======== Task material ========

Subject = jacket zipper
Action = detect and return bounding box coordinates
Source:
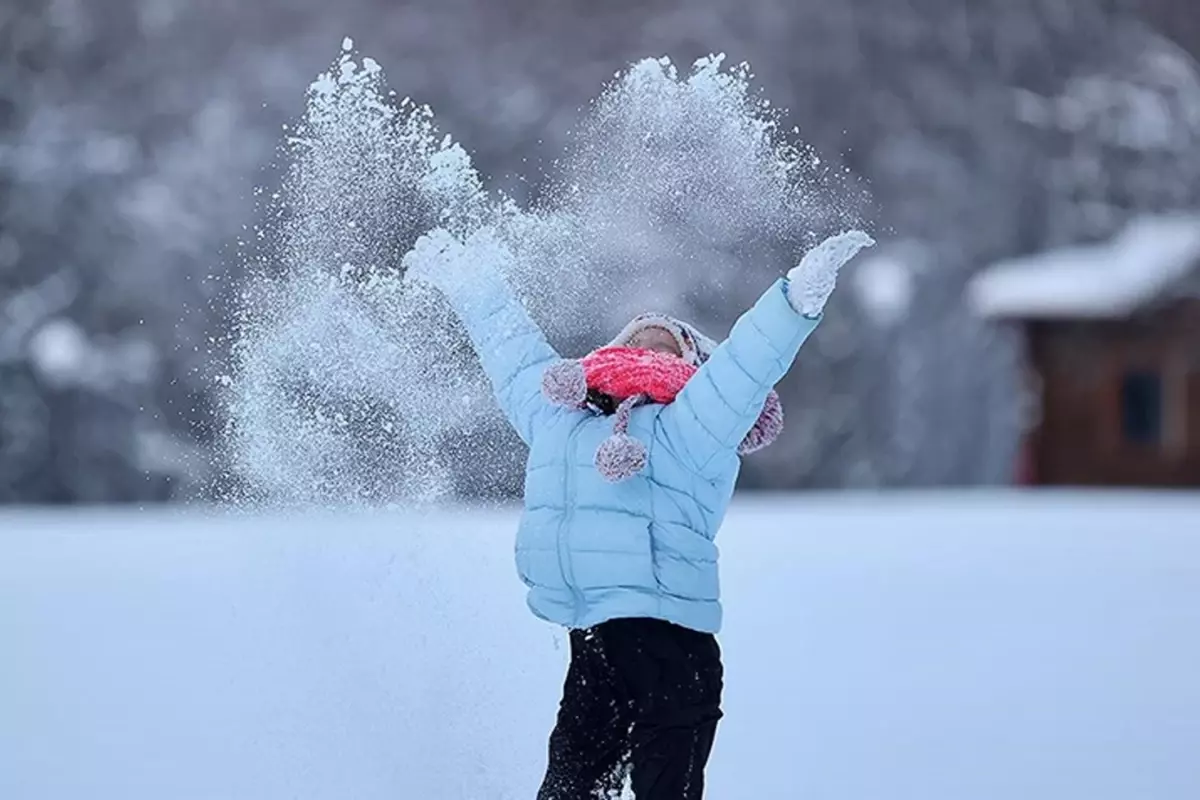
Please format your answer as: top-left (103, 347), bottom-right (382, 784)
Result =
top-left (557, 422), bottom-right (586, 620)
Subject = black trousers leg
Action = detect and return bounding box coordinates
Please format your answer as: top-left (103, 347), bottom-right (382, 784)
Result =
top-left (537, 628), bottom-right (632, 799)
top-left (624, 622), bottom-right (722, 800)
top-left (538, 619), bottom-right (723, 800)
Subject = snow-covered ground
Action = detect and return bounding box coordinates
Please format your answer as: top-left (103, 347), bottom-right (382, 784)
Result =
top-left (2, 492), bottom-right (1198, 800)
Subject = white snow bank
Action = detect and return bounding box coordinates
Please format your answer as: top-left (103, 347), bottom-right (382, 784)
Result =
top-left (2, 493), bottom-right (1199, 799)
top-left (969, 213), bottom-right (1200, 319)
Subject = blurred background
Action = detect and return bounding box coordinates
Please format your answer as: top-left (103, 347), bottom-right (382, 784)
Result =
top-left (2, 0), bottom-right (1200, 505)
top-left (3, 6), bottom-right (1199, 798)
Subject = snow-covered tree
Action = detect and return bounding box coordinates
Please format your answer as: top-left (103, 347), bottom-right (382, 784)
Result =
top-left (0, 0), bottom-right (263, 501)
top-left (3, 0), bottom-right (1199, 502)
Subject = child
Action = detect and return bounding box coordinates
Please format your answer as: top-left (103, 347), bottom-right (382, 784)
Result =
top-left (404, 227), bottom-right (873, 799)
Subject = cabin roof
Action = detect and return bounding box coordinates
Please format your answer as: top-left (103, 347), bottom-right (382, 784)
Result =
top-left (969, 213), bottom-right (1200, 320)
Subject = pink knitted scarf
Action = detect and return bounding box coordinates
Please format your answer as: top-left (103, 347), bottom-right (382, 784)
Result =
top-left (580, 346), bottom-right (698, 405)
top-left (541, 345), bottom-right (784, 482)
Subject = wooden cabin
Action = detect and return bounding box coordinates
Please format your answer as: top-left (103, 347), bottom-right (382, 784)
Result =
top-left (970, 214), bottom-right (1200, 487)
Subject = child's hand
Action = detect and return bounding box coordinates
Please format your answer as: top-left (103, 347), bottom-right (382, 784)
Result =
top-left (403, 227), bottom-right (512, 296)
top-left (402, 228), bottom-right (466, 292)
top-left (785, 230), bottom-right (875, 317)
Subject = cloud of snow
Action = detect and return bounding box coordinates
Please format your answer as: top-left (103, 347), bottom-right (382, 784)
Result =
top-left (222, 43), bottom-right (866, 507)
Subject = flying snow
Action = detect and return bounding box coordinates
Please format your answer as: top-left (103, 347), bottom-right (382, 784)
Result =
top-left (221, 43), bottom-right (867, 506)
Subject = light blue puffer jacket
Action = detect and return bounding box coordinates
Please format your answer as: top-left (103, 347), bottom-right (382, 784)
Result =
top-left (442, 268), bottom-right (819, 634)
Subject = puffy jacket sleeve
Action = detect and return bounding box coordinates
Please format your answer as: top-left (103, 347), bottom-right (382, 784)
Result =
top-left (437, 267), bottom-right (562, 446)
top-left (658, 278), bottom-right (820, 476)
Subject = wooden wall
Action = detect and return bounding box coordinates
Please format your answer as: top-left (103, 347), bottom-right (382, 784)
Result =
top-left (1026, 299), bottom-right (1200, 486)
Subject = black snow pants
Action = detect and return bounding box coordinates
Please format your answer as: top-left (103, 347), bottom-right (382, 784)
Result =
top-left (536, 617), bottom-right (723, 799)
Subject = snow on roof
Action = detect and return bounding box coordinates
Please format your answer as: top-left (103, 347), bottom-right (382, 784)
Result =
top-left (968, 213), bottom-right (1200, 319)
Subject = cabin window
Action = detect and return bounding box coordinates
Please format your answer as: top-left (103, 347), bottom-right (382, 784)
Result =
top-left (1119, 370), bottom-right (1164, 445)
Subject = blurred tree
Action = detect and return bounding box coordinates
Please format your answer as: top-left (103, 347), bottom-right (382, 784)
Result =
top-left (731, 0), bottom-right (1200, 488)
top-left (2, 0), bottom-right (1198, 502)
top-left (0, 0), bottom-right (231, 501)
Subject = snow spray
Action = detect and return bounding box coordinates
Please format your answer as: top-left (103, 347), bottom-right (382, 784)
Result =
top-left (220, 39), bottom-right (864, 506)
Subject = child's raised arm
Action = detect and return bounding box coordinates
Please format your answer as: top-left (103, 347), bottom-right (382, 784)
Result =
top-left (659, 231), bottom-right (874, 477)
top-left (403, 228), bottom-right (562, 446)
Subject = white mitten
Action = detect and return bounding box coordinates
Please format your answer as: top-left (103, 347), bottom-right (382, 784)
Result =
top-left (402, 228), bottom-right (466, 293)
top-left (785, 230), bottom-right (875, 317)
top-left (403, 227), bottom-right (514, 298)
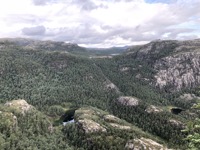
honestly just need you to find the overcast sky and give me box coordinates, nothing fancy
[0,0,199,47]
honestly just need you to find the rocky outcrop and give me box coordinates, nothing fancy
[179,93,200,101]
[103,115,121,122]
[75,107,107,133]
[0,111,18,130]
[109,123,131,130]
[105,82,119,92]
[117,96,139,106]
[154,51,200,91]
[126,39,200,92]
[133,40,178,62]
[5,99,33,114]
[77,119,106,133]
[169,119,185,128]
[125,138,171,150]
[104,115,131,130]
[103,76,120,93]
[145,105,163,113]
[75,107,136,133]
[120,67,130,72]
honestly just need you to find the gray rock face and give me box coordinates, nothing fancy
[168,119,185,128]
[120,67,130,72]
[77,119,107,133]
[105,82,120,92]
[117,96,139,106]
[179,93,200,101]
[127,39,200,92]
[125,137,171,150]
[145,105,163,113]
[154,51,200,91]
[134,40,178,61]
[5,99,33,114]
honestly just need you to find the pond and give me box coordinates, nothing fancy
[171,108,183,115]
[61,108,76,126]
[63,119,75,126]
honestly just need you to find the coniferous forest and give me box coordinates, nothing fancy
[1,39,200,150]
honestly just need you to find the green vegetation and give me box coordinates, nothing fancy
[182,104,200,150]
[0,39,200,149]
[64,106,166,150]
[0,101,74,150]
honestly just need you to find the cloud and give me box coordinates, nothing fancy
[22,26,46,36]
[32,0,47,5]
[0,0,200,47]
[32,0,58,5]
[145,0,171,4]
[4,14,45,25]
[71,0,107,11]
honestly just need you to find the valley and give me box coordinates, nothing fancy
[0,38,200,149]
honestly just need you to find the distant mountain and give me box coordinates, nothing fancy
[87,46,129,56]
[0,38,86,52]
[0,38,129,56]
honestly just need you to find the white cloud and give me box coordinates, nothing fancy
[22,25,46,36]
[0,0,199,47]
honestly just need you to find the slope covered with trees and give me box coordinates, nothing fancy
[1,38,200,149]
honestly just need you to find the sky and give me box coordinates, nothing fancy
[0,0,200,48]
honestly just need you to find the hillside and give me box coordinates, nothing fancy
[124,39,200,92]
[1,38,200,149]
[0,38,86,53]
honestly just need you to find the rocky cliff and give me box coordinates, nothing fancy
[127,39,200,92]
[154,51,200,91]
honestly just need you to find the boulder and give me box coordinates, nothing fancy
[5,99,33,114]
[117,96,139,106]
[145,105,163,113]
[125,137,171,150]
[169,119,185,128]
[77,119,106,133]
[109,123,131,130]
[179,93,200,101]
[104,115,121,122]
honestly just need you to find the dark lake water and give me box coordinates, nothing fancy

========

What to work on >> Go through the records above and copy each line where "child" is found.

Solution for this problem >>
Subject = child
Subject = child's hand
Subject = child's raised arm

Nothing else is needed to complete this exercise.